- TEXT -
* * * * * * *

ROGERS COUNTY, Okla. — Mixed reaction Thursday following the Supreme Court’s decision to essentially reverse part of the landmark McGirt ruling.
The Muscogee Creek Nation sent out a statement Wednesday but took time to speak with FOX23 via zoom to share their disappointment and perspective.
The Rogers County Sheriff and District Attorney also spoke with us sharing their praise for ruling and what it means for tribal members who are victims of crime by non-tribal members on tribal land.
“It is a win mostly for tribal citizens,” says Rogers County Sheriff Scott Walton.
Sheriff Walton says it simply means they can protect tribal citizens by arresting non-tribal members who commit crimes on tribal lands and reservations and make sure they can help see the case through.
“More than anything it gives tribal citizens a justice system now,” he said.
Jason Salsman is the Press Secretary for Muscogee Creek Nation. He says they are going back to the drawing board.
“It is literally in our DNA as native people. When we have a step-back we use it to take a breather, compose ourselves and take that many more steps forward.
For the first time in two years, Rogers County District Attorney Matt Ballard says he can take the person the Sheriff’s office arrested, build a case against them and file charges. He says many cases would have gone to his desk before 2020.
“It is in the hundreds, hundreds of cases. A lot of victims who are out there who were not able to get justice because of this and this gives us the opportunity to step up, go to court, and hold people accountable,” Ballard explained.

* * * * * * *

- WHAT YOU NEED TO DO -
1 > Could you retype the McGirt article from "ROGERS COUNTY, Okla." up to and including "the case through."?
2 > How would the McGirt article go on after its final sentence? Continue it.

(Data excerpts)

* * * * * * *

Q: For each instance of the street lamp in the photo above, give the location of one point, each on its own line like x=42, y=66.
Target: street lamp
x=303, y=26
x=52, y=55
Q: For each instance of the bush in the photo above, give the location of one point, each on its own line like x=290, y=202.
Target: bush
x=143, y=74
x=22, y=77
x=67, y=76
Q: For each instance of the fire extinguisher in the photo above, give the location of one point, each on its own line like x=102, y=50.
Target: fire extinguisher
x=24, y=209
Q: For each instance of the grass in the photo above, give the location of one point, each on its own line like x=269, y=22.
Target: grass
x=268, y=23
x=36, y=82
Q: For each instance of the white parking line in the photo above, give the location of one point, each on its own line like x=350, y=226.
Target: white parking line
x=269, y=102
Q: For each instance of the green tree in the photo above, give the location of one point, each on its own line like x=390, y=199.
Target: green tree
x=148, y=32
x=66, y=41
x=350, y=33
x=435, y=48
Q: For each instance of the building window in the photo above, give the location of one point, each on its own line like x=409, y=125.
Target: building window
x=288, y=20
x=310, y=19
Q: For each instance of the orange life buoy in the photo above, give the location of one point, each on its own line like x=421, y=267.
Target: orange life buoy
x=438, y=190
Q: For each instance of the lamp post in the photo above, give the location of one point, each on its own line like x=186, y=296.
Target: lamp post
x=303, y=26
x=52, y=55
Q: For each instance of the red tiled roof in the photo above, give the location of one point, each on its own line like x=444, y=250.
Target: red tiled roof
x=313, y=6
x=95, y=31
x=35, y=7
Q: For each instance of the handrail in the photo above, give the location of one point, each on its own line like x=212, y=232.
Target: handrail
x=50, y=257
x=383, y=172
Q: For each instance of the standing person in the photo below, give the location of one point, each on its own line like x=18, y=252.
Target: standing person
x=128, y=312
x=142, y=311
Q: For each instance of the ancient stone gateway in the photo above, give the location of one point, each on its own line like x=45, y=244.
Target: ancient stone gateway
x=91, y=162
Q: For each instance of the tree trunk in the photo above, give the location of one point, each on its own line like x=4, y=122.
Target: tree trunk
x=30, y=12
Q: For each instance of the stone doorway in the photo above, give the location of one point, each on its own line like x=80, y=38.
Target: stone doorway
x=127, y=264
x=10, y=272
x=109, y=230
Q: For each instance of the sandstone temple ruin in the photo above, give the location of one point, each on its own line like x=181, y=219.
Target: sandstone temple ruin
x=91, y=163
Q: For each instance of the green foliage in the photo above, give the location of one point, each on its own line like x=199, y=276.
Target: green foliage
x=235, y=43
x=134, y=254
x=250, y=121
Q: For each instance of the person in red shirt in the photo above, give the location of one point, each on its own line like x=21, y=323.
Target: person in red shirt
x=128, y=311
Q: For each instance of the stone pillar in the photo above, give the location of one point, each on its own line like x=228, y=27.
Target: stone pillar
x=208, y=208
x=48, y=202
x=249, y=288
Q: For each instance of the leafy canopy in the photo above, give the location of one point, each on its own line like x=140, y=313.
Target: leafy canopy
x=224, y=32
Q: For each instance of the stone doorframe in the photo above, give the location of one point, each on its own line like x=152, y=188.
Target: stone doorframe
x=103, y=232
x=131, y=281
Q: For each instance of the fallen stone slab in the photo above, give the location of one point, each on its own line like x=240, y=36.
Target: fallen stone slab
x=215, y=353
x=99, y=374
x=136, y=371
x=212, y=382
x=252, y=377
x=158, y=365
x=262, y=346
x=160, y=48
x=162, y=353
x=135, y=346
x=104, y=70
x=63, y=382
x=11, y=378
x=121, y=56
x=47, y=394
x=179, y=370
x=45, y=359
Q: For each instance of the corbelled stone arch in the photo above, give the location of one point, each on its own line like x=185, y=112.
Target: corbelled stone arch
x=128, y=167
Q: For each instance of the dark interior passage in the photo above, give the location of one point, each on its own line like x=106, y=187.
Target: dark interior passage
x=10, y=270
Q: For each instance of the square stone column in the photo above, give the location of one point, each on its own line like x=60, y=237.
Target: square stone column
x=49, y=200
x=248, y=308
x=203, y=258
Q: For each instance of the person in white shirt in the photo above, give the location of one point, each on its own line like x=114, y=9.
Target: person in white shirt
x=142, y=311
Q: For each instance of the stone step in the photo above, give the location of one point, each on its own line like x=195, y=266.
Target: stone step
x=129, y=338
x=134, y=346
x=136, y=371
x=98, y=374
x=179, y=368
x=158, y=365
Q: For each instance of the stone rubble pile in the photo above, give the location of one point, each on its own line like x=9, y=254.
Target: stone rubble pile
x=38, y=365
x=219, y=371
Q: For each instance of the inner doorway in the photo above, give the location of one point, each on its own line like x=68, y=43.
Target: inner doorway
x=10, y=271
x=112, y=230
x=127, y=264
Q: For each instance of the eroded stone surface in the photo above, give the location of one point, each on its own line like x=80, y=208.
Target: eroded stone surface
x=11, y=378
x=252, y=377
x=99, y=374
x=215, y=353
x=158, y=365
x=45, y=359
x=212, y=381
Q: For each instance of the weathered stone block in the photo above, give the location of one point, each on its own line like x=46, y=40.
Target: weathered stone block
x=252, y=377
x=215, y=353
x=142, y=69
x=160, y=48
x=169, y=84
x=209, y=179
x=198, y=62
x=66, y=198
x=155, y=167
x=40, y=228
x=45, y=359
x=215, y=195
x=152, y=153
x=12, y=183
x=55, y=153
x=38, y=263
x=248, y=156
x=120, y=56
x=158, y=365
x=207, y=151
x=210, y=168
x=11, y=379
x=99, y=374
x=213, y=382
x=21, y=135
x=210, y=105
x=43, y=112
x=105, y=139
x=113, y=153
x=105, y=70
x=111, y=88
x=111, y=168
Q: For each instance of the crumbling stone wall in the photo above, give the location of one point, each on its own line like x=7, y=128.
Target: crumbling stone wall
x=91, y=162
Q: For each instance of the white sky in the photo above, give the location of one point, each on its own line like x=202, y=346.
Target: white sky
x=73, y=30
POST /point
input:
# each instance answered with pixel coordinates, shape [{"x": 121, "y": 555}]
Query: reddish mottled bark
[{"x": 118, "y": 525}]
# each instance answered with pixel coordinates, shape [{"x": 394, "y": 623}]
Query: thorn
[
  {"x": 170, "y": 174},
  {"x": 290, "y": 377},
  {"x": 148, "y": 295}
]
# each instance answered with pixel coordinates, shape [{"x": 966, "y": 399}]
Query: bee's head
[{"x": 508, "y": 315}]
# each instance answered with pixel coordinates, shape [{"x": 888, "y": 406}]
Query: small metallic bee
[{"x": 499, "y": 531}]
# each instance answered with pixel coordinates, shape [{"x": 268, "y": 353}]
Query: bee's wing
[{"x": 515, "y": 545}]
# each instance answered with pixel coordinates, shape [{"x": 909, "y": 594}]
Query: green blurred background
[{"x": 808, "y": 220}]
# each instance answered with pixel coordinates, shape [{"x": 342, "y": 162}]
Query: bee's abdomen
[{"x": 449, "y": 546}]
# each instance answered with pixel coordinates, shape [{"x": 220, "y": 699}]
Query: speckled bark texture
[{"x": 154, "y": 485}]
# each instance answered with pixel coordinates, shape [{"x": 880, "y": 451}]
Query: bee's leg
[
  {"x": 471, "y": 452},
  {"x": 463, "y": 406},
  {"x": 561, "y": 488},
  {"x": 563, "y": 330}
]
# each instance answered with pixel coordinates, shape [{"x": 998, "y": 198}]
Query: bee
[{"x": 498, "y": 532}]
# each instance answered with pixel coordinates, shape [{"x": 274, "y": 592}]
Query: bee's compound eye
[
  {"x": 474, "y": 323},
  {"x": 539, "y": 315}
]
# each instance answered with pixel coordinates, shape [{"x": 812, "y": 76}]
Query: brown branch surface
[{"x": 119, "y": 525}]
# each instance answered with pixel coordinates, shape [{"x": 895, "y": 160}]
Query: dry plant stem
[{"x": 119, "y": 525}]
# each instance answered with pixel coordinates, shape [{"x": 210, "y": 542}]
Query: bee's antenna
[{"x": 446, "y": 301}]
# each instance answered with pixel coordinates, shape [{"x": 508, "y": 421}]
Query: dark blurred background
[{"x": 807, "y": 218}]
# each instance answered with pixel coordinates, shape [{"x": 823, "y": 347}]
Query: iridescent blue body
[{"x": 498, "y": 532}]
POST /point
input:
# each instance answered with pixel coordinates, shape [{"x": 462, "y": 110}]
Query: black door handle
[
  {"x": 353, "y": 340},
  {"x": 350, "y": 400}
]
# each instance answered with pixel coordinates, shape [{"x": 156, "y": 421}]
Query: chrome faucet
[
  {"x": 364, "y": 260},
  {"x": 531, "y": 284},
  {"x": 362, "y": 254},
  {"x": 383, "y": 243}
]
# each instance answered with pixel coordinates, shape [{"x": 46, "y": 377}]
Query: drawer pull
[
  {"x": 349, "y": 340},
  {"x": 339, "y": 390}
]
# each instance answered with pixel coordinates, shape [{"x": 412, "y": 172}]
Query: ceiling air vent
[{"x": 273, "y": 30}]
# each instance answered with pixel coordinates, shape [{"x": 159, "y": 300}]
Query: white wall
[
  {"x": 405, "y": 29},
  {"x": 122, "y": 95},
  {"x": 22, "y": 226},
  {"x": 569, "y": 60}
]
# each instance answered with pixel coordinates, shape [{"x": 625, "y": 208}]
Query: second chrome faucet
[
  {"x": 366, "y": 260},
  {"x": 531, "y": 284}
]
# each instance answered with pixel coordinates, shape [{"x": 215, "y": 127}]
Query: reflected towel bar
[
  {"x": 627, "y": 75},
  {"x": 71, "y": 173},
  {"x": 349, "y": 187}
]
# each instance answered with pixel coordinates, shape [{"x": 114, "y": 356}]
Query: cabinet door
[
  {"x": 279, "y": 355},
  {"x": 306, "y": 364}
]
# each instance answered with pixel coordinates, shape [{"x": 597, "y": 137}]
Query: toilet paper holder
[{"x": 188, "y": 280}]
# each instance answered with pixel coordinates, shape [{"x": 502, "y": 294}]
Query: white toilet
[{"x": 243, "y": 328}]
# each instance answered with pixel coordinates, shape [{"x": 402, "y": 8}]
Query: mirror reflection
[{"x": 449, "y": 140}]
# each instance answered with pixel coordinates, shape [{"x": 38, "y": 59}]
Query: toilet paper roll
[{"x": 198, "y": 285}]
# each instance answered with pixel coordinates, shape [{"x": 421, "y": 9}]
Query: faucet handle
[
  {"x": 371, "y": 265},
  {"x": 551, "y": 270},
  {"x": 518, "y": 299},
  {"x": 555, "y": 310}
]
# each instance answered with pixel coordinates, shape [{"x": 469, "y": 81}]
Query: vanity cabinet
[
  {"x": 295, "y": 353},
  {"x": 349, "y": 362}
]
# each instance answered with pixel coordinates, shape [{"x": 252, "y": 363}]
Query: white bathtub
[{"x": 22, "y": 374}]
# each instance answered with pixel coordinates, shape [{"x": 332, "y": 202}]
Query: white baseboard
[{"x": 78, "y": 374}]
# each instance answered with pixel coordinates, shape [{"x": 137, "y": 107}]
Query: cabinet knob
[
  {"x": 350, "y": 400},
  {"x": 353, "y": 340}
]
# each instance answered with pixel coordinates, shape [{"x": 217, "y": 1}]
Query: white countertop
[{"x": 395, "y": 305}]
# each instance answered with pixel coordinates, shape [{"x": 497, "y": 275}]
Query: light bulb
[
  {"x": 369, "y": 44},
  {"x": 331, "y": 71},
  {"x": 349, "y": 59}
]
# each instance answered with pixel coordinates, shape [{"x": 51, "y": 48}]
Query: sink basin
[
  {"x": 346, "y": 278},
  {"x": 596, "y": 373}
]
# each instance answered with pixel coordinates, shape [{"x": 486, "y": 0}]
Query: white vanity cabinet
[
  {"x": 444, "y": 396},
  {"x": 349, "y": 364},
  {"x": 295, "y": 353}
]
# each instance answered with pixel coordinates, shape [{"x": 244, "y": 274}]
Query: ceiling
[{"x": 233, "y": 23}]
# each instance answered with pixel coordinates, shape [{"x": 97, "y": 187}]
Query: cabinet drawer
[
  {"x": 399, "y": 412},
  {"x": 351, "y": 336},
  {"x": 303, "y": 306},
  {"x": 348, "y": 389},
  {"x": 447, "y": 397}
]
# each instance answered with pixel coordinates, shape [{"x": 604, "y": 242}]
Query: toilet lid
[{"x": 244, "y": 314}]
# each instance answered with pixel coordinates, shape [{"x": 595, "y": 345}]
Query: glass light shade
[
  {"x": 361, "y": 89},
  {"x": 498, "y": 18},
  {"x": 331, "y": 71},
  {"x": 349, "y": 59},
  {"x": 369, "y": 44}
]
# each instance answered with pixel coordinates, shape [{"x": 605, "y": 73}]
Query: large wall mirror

* * * * * * *

- ANSWERS FOR THE EXERCISE -
1 >
ROGERS COUNTY, Okla. — Mixed reaction Thursday following the Supreme Court’s decision to essentially reverse part of the landmark McGirt ruling.
The Muscogee Creek Nation sent out a statement Wednesday but took time to speak with FOX23 via zoom to share their disappointment and perspective.
The Rogers County Sheriff and District Attorney also spoke with us sharing their praise for ruling and what it means for tribal members who are victims of crime by non-tribal members on tribal land.
“It is a win mostly for tribal citizens,” says Rogers County Sheriff Scott Walton.
Sheriff Walton says it simply means they can protect tribal citizens by arresting non-tribal members who commit crimes on tribal lands and reservations and make sure they can help see the case through.

2 >
Salsman says the last two years those cases went where they were supposed to.
“I think we have those victim advocacy lines, and those services and I think that is a commitment from our tribe to make sure our victims are taken care of,” he said.
But many have not been as the federal courts were jammed and criminals left unpunished.
Ballard explains, “In the Supreme Court’s opinion the federal filing rates have been 21 to 31 percent. There are a lot of cases that they do not have resources to file. We do.”
Salsman feels differently and believes the tribes were working to get funding and build the system they wanted.
“We understand there are facts about the situation where we do need to close some of those cracks,” Salsman said. “We have a history. I think and feel we could do it better and we could do it on our own.”
Either way, sheriff Walton says -- they are there to help.
“Being a Cherokee citizen myself I am not willing to give up a criminal justice system that protects my family,” Walton said.